### Assigned task
The records that follow are to be repeated exactly, with the pictures removed.

### Material provided
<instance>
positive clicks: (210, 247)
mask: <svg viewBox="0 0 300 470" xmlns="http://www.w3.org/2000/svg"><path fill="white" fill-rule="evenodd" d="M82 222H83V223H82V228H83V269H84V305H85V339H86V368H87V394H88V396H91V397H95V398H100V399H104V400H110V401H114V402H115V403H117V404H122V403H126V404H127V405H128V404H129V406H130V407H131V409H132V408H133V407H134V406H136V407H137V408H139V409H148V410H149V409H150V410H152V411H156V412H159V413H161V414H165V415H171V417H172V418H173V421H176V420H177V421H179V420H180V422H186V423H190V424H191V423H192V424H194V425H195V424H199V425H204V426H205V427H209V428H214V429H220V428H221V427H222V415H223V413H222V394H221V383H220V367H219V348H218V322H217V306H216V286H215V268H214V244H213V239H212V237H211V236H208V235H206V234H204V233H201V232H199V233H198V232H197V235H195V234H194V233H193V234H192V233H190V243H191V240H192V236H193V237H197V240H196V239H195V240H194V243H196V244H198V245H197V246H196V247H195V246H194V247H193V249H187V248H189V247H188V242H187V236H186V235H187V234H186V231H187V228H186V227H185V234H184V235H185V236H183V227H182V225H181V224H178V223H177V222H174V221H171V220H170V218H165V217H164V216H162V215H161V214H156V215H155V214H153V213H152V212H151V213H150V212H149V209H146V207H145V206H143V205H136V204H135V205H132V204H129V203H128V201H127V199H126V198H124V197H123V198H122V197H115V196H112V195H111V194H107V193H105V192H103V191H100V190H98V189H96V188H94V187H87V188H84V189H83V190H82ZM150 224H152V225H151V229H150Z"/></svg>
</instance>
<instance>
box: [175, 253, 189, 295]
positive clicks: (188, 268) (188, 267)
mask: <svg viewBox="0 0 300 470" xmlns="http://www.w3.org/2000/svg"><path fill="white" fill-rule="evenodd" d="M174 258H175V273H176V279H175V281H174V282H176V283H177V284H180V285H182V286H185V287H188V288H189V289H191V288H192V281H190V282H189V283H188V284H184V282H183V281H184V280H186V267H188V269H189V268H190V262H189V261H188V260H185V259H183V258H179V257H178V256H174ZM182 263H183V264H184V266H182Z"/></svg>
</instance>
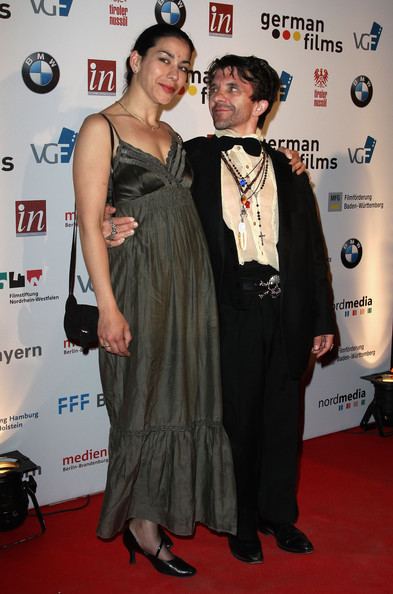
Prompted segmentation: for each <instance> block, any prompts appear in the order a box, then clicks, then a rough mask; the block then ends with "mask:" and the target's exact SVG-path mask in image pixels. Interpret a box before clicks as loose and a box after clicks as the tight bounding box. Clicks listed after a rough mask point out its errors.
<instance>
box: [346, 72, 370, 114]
mask: <svg viewBox="0 0 393 594" xmlns="http://www.w3.org/2000/svg"><path fill="white" fill-rule="evenodd" d="M372 97H373V85H372V84H371V80H370V79H369V78H367V76H364V74H361V75H360V76H357V77H356V78H355V80H354V81H353V82H352V85H351V99H352V101H353V102H354V104H355V105H356V106H357V107H366V105H368V104H369V103H370V101H371V99H372Z"/></svg>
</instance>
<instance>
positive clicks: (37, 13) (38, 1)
mask: <svg viewBox="0 0 393 594" xmlns="http://www.w3.org/2000/svg"><path fill="white" fill-rule="evenodd" d="M30 1H31V5H32V7H33V10H34V13H35V14H39V13H40V12H43V13H44V14H46V16H57V15H59V16H68V13H69V12H70V9H71V5H72V2H73V0H57V2H56V1H55V0H30Z"/></svg>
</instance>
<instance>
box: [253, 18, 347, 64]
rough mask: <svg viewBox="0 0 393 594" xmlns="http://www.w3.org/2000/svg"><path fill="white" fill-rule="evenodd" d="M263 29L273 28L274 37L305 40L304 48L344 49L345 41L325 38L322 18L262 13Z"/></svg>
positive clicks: (276, 38)
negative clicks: (319, 18)
mask: <svg viewBox="0 0 393 594" xmlns="http://www.w3.org/2000/svg"><path fill="white" fill-rule="evenodd" d="M261 29H262V30H263V31H268V30H269V29H271V33H272V37H273V39H284V40H285V41H290V40H293V41H296V42H303V49H305V50H308V51H316V52H333V53H337V54H340V53H341V52H342V51H343V42H342V41H336V40H333V39H325V38H324V37H322V35H323V34H324V32H325V23H324V21H323V20H321V19H316V20H315V19H310V18H304V17H299V16H288V15H280V14H270V13H269V12H263V13H262V14H261Z"/></svg>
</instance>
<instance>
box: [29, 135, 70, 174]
mask: <svg viewBox="0 0 393 594" xmlns="http://www.w3.org/2000/svg"><path fill="white" fill-rule="evenodd" d="M77 136H78V134H77V133H76V132H74V130H70V129H69V128H63V129H62V131H61V132H60V136H59V140H58V142H48V143H47V144H44V146H43V147H42V149H41V151H40V150H39V149H37V147H36V146H35V145H34V144H31V145H30V146H31V150H32V151H33V155H34V159H35V161H36V163H38V164H39V165H40V164H41V163H42V162H45V163H47V164H48V165H57V164H58V163H69V162H70V160H71V155H72V151H73V150H74V146H75V142H76V138H77Z"/></svg>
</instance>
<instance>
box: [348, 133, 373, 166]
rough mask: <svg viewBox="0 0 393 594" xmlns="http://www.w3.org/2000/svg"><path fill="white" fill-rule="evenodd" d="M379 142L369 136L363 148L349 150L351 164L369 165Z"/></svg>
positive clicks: (349, 157)
mask: <svg viewBox="0 0 393 594" xmlns="http://www.w3.org/2000/svg"><path fill="white" fill-rule="evenodd" d="M376 144H377V141H376V140H375V138H373V137H372V136H367V138H366V142H365V143H364V146H363V147H358V148H356V149H354V150H352V149H350V148H348V156H349V160H350V162H351V163H352V164H353V163H356V164H357V165H363V164H365V165H368V164H369V163H371V159H372V158H373V153H374V149H375V145H376Z"/></svg>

### Your solution
<instance>
positive clicks: (210, 247)
mask: <svg viewBox="0 0 300 470" xmlns="http://www.w3.org/2000/svg"><path fill="white" fill-rule="evenodd" d="M82 222H83V223H82V228H83V269H84V305H85V339H86V368H87V394H88V396H91V397H95V398H100V399H104V400H110V401H114V402H115V403H117V404H122V403H126V404H127V405H128V404H129V406H130V407H131V409H132V408H133V407H134V406H136V407H137V408H139V409H148V410H149V409H150V410H152V411H156V412H159V413H161V414H165V415H171V417H172V418H173V421H176V420H177V421H179V420H180V422H186V423H190V424H191V423H192V424H194V425H195V424H199V425H204V426H205V427H209V428H214V429H220V428H221V427H222V415H223V413H222V394H221V383H220V367H219V348H218V322H217V306H216V286H215V268H214V244H213V239H212V237H211V236H208V235H206V234H204V233H201V232H199V233H198V232H197V235H195V234H194V233H193V234H192V233H190V243H191V240H192V236H193V237H197V240H196V239H195V240H194V243H196V244H198V245H197V246H196V247H195V246H194V247H193V249H187V248H189V247H188V242H187V236H186V235H187V234H186V231H187V228H186V227H185V234H184V235H185V236H183V227H182V225H181V224H178V223H177V222H174V221H171V220H170V218H165V217H164V216H162V215H161V214H156V215H155V214H153V213H152V212H151V213H150V212H149V209H146V207H145V206H143V205H136V204H135V205H132V204H129V203H128V201H127V199H126V198H124V197H123V198H122V197H115V196H112V195H111V194H107V193H105V192H103V191H100V190H98V189H96V188H94V187H87V188H84V189H83V190H82ZM150 224H152V225H151V229H150Z"/></svg>
</instance>
<instance>
box: [175, 253, 189, 295]
positive clicks: (188, 268) (188, 267)
mask: <svg viewBox="0 0 300 470" xmlns="http://www.w3.org/2000/svg"><path fill="white" fill-rule="evenodd" d="M174 258H175V273H176V279H175V281H174V282H176V283H177V284H180V285H182V286H185V287H188V288H189V289H191V288H192V281H190V282H189V283H188V284H184V282H183V281H184V280H186V267H188V269H189V268H190V262H189V261H188V260H185V259H183V258H179V257H178V256H174ZM182 263H183V264H184V266H182Z"/></svg>
</instance>
Prompted segmentation: for each <instance> block, any prompts appear in the order a box, then clicks, then a rough mask; the block then ends with "mask:" and the target's exact SVG-path mask in image pixels. Interpret a box before clicks as loose and a box after clicks as the tight bounding box. Clicks listed after a rough mask point out its errors.
<instance>
box: [346, 72, 370, 114]
mask: <svg viewBox="0 0 393 594" xmlns="http://www.w3.org/2000/svg"><path fill="white" fill-rule="evenodd" d="M372 97H373V85H372V84H371V80H370V79H369V78H367V76H364V74H361V75H360V76H357V77H356V78H355V80H354V81H353V82H352V85H351V99H352V101H353V102H354V104H355V105H356V106H357V107H366V105H368V104H369V103H370V101H371V99H372Z"/></svg>
</instance>
<instance>
positive clicks: (37, 13) (38, 1)
mask: <svg viewBox="0 0 393 594" xmlns="http://www.w3.org/2000/svg"><path fill="white" fill-rule="evenodd" d="M30 1H31V5H32V7H33V10H34V13H35V14H39V13H40V12H43V13H44V14H46V16H57V15H59V16H68V13H69V12H70V9H71V5H72V2H73V0H57V2H56V1H55V0H30Z"/></svg>
</instance>
<instance>
box: [253, 18, 347, 64]
rough mask: <svg viewBox="0 0 393 594" xmlns="http://www.w3.org/2000/svg"><path fill="white" fill-rule="evenodd" d="M263 29L273 28L274 37L305 40L304 48L344 49L345 41L325 38L322 18L262 13Z"/></svg>
positive clicks: (276, 38)
negative clicks: (319, 18)
mask: <svg viewBox="0 0 393 594" xmlns="http://www.w3.org/2000/svg"><path fill="white" fill-rule="evenodd" d="M261 29H262V30H263V31H268V30H269V29H271V33H272V37H273V39H284V40H285V41H290V40H293V41H296V42H303V49H305V50H308V51H316V52H333V53H337V54H340V53H341V52H342V51H343V42H342V41H336V40H333V39H325V38H324V37H322V35H323V34H324V32H325V23H324V21H323V20H321V19H316V20H315V19H310V18H304V17H299V16H288V15H280V14H270V13H269V12H263V13H262V14H261Z"/></svg>
</instance>
<instance>
box: [29, 135, 70, 174]
mask: <svg viewBox="0 0 393 594" xmlns="http://www.w3.org/2000/svg"><path fill="white" fill-rule="evenodd" d="M77 136H78V134H77V133H76V132H74V130H70V129H69V128H63V129H62V131H61V132H60V136H59V140H58V142H48V143H47V144H44V146H43V147H42V149H41V151H40V150H39V149H37V147H36V146H35V145H34V144H31V145H30V146H31V150H32V151H33V155H34V159H35V161H36V163H38V164H39V165H40V164H41V163H42V162H45V163H47V164H48V165H57V164H58V163H69V162H70V160H71V155H72V151H73V150H74V146H75V142H76V138H77Z"/></svg>
</instance>
<instance>
box: [348, 133, 373, 166]
rough mask: <svg viewBox="0 0 393 594" xmlns="http://www.w3.org/2000/svg"><path fill="white" fill-rule="evenodd" d="M379 142L369 136L363 148L349 150L351 164L369 165Z"/></svg>
positive clicks: (349, 157)
mask: <svg viewBox="0 0 393 594" xmlns="http://www.w3.org/2000/svg"><path fill="white" fill-rule="evenodd" d="M376 144H377V141H376V140H375V138H373V137H372V136H367V138H366V142H365V143H364V146H363V147H358V148H356V149H354V150H352V149H350V148H348V156H349V160H350V162H351V163H352V164H353V163H356V164H357V165H363V164H365V165H368V164H369V163H371V159H372V158H373V153H374V149H375V145H376Z"/></svg>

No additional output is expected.